Transcribe word for word everything from the line containing "the window frame?" down to the last line of the entries below, including both of those lines.

** start **

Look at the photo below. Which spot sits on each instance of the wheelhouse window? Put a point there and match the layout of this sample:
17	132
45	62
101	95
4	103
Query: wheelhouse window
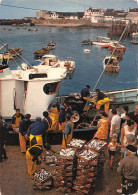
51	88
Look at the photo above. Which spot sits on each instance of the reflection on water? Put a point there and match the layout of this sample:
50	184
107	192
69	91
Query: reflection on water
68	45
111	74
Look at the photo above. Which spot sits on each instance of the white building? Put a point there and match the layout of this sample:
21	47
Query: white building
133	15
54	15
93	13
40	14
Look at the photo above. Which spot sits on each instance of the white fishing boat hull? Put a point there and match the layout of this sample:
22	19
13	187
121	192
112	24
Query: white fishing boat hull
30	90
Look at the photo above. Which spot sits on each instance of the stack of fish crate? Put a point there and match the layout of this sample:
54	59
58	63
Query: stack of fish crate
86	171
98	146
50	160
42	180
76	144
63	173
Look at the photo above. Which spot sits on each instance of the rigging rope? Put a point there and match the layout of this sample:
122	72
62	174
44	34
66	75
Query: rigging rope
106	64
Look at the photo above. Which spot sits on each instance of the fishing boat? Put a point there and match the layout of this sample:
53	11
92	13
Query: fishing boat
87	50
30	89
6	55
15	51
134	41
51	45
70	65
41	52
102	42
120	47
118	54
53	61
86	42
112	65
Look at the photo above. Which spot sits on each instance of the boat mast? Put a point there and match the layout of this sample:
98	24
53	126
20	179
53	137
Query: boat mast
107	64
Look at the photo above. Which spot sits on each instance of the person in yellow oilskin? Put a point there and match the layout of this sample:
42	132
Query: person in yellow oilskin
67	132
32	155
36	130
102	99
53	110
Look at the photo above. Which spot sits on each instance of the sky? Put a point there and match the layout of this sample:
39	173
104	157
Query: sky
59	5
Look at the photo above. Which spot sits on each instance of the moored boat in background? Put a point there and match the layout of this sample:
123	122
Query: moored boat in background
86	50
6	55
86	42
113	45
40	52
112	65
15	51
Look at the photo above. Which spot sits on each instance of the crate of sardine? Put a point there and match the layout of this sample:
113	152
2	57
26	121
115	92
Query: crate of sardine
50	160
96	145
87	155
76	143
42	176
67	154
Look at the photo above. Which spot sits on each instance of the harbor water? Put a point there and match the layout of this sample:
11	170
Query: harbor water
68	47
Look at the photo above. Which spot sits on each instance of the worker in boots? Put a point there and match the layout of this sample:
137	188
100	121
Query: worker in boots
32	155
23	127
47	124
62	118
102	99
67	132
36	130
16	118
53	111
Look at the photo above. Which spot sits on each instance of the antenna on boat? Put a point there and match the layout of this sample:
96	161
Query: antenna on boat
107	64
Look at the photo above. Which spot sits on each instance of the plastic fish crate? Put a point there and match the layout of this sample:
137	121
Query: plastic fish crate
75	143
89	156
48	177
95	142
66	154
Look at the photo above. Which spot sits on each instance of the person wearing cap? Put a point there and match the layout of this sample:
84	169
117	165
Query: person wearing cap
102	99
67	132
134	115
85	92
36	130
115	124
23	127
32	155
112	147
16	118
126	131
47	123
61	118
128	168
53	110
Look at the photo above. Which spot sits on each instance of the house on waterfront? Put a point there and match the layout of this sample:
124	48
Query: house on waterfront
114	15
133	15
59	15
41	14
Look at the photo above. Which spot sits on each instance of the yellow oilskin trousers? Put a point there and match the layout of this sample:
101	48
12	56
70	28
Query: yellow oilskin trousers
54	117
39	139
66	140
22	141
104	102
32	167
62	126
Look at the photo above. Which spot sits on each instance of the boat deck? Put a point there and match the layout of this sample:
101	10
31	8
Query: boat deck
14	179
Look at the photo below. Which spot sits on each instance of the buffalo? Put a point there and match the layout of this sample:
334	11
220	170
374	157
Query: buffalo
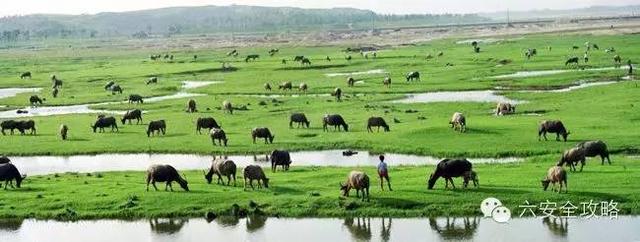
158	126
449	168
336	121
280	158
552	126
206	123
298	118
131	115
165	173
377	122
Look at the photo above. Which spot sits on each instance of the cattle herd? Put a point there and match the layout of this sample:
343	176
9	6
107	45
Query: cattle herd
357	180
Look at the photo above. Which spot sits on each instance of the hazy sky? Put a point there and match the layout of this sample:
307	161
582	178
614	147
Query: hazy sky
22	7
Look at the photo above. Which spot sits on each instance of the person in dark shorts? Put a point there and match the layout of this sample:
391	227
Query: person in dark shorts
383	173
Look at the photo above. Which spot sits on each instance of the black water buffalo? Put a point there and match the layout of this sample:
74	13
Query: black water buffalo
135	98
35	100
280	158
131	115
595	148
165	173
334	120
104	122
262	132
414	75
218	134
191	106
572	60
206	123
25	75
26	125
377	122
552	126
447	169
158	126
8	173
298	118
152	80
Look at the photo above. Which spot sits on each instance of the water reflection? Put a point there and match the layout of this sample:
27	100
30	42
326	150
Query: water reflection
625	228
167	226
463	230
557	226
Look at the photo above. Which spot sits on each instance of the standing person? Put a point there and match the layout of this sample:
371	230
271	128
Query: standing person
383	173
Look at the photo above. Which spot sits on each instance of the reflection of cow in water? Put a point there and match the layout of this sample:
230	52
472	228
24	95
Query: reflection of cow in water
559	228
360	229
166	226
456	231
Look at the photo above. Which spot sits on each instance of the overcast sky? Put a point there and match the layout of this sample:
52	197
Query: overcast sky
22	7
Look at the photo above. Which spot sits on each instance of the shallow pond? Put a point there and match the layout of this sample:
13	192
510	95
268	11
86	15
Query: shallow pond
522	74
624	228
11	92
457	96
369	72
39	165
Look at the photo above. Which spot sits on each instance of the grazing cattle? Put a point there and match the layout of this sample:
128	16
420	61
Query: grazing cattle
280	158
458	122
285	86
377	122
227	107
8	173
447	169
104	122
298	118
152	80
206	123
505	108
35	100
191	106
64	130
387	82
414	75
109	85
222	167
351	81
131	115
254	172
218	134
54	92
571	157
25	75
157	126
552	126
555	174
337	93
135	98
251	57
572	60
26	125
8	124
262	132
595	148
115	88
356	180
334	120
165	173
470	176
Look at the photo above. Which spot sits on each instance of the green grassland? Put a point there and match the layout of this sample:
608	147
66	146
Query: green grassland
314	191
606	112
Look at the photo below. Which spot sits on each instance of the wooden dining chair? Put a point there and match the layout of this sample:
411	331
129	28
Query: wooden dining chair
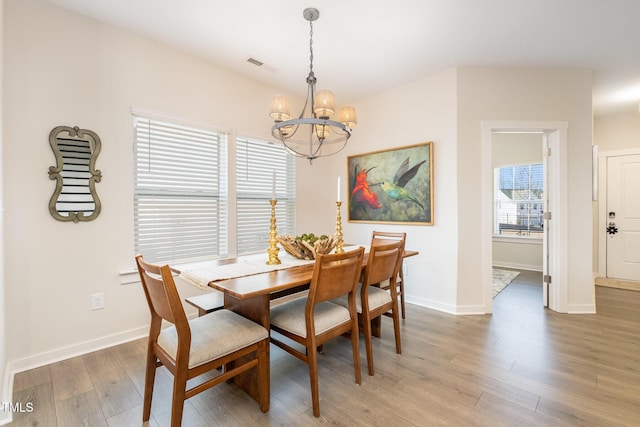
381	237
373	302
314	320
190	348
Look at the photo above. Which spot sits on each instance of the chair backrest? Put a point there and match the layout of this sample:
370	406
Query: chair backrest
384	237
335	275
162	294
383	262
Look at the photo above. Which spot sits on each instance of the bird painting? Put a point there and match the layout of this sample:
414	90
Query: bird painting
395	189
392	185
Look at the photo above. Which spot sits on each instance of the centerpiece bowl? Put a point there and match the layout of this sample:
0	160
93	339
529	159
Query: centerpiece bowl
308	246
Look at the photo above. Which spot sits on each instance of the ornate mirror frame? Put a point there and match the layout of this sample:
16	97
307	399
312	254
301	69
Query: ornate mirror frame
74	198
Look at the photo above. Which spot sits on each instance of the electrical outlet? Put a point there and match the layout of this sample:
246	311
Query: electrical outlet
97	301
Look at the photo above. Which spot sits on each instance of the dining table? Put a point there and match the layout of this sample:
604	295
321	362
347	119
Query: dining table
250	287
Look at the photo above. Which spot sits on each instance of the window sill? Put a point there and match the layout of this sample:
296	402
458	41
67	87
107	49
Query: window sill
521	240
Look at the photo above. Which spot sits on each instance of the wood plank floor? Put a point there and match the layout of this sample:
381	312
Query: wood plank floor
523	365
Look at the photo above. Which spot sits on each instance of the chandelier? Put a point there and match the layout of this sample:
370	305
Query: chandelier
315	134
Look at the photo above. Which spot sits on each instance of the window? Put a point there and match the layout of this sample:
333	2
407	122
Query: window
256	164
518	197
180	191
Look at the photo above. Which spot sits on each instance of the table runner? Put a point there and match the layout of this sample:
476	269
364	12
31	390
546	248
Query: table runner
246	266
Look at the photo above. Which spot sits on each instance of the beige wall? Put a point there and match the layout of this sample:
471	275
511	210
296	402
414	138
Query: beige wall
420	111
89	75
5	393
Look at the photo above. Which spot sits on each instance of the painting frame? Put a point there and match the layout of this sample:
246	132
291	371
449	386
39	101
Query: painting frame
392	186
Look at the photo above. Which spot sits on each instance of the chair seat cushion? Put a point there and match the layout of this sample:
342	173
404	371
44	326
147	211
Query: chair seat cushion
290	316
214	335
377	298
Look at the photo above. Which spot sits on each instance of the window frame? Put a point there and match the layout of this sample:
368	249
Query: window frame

** end **

Finished exercise
Look at the photo above. Which spot sits on each instance of the window frame? Put a point there and match the layout of this sample:
368	249
Query: window frame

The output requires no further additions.